====== TEXTE À LIRE

Au moment de prendre mes fonctions de Gouverneur pour la France du FMI et de la Banque Mondiale, je veux d'abord dire mon respect chaleureux à chacun d'entre vous et mon attachement à ces Institutions. Elles sont un outil au service d'un développement solidaire dans le monde. Elles sont un élément central au service d'un système financier international qui doit être plus stable et plus juste. Bien sûr elles doivent s'adapter aux nouveaux défis auxquels nous faisons face, mais il ne saurait s'agir de les affaiblir. La France entend au contraire renforcer leur rôle dans la nouvelle économie globale, promouvoir une plus grande transparence, un partenariat étroit avec les sociétés civiles, car là est l'amorce nécessaire d'une bonne gouvernance mondiale.

Je veux également saluer le rôle éminent qu'a joué Michel Camdessus à la tête du FMI. Il a consacré son talent et son énergie à œuvrer en faveur de la stabilité financière et du développement des pays pauvres. Qu'il en soit à nouveau remercié, en même temps que nous souhaitons pleine réussite à son successeur, H. Kohler.

I - Lutter contre la pauvreté et assurer la cohérence du soutien aux pays en développement.

Mesdames, Messieurs,

L'un des messages centraux que je souhaite faire passer aujourd'hui est que le FMI doit aider tous les pays, en particulier les plus pauvres, à accéder à un développement durable ou soutenable : cela est plus que jamais la mission prioritaire des institutions financières internationales. Ce soutien doit être universel, c'est-à-dire disponible pour tous les pays membres.

Nous sommes depuis longtemps des combattants du développement. Le combat, évidemment, n'est pas terminé, en particulier en Afrique. Je suis fier de l'engagement de la France en faveur du développement, jamais démenti, comme le prouve notre contribution aux flux d'aide publique au développement, la plus importante rapportée au PIB des pays du G7.

Je sais bien qu'une tentation existe chez certains d'agir autrement et, au prétexte d'une rationalisation, de vider peu à peu de sa substance l'action du FMI en faveur des plus pauvres. Telle n'est pas et ne peut pas être la position de la France. Il n'est pas question qu'il y ait d'un côté une rhétorique pour les pauvres et de l'autre une pratique différente. Le plus grand risque systémique, c'est celui de la pauvreté. Tous les pays membres doivent avoir un accès au financement. Nous devons rechercher l'efficacité optimale dans les actions spécifiques de la Banque et du Fonds. Pour autant, on n'évitera pas, si on veut être pragmatique, un certain recouvrement des activités entre la Banque et le Fonds. En tout cas, je pense que nous ne devons pas accepter que les statuts de ce dernier soient, sur ce point, altérés. C'est aussi une question de légitimité pour le Fonds, qui est une coopérative. Dans ce cadre, je propose que nous nous fixions deux grandes priorités :

Contribuer à l'adoption de règles internationales favorables au développement durable : qu'il s'agisse de réformer le système monétaire et financier international pour lutter contre l'instabilité financière, de faire progresser les conventions sur l'environnement pour préserver le patrimoine mondial, d'ouvrir des négociations sur les règles commerciales ou de faire évoluer les normes sociales, il y a urgence à créer l'environnement juridique international le plus favorable possible au développement durable. Il ne se créera pas tout seul, par le marché.

============

§ TÂCHES À EFFECTUER
1: Dans le discours, quel est le plus grand risque systémique ?
2: Expliquez, d'après le discours, pourquoi la France entend promouvoir une plus grande transparence et un partenariat étroit avec les sociétés civiles.
3: Recopiez le passage du discours situé entre « Je veux également » et « successeur, H. Kohler. », bornes incluses.

====== DONNÉES FOURNIES

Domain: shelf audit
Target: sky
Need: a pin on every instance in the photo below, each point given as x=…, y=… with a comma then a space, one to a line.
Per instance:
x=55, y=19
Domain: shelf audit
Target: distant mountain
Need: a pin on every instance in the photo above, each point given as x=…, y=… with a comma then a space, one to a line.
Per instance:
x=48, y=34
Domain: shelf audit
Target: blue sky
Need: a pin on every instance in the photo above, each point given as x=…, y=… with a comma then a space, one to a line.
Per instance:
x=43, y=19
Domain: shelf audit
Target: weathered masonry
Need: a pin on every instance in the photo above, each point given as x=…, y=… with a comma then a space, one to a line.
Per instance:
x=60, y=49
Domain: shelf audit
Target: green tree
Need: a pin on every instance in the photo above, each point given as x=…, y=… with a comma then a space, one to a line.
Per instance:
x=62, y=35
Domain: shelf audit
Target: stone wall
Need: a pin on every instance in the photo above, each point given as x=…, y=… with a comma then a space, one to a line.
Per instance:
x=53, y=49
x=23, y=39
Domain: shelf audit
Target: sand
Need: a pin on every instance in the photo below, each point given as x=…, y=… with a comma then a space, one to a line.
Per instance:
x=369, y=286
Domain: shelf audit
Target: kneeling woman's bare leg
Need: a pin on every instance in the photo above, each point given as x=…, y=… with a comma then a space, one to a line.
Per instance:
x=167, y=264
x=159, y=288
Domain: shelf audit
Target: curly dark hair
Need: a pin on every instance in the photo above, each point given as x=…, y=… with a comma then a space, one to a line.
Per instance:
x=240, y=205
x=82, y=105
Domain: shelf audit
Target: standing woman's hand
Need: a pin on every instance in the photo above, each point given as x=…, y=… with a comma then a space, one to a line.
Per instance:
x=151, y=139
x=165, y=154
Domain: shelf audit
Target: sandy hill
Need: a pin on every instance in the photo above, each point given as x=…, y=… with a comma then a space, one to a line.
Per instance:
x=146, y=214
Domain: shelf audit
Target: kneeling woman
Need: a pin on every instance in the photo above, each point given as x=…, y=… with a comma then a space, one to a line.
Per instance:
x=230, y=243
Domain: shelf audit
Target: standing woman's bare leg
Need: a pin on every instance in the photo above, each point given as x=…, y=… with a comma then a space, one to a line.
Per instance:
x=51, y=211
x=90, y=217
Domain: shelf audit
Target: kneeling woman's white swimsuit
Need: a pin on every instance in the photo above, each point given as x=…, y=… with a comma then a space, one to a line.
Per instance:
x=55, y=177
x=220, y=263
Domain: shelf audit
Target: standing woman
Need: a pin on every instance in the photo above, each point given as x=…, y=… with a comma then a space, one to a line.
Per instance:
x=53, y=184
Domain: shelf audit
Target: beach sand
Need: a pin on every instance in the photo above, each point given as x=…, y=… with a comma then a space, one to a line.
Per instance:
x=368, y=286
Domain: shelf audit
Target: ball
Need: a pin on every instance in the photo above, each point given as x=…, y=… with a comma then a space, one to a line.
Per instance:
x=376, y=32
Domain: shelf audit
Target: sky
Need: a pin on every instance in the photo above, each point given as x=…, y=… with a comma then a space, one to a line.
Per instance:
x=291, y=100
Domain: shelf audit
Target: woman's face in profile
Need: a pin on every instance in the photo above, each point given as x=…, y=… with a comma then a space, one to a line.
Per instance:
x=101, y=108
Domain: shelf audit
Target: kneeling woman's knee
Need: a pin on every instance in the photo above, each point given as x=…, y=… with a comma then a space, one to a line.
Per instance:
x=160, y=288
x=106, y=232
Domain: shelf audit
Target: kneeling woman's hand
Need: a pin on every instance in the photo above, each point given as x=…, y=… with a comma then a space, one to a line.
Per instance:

============

§ SOLUTIONS
1: La pauvreté.

2: Selon le discours, c'est là que se trouve l'amorce nécessaire d'une bonne gouvernance mondiale.

3:
Je veux également saluer le rôle éminent qu'a joué Michel Camdessus à la tête du FMI. Il a consacré son talent et son énergie à œuvrer en faveur de la stabilité financière et du développement des pays pauvres. Qu'il en soit à nouveau remercié, en même temps que nous souhaitons pleine réussite à son successeur, H. Kohler.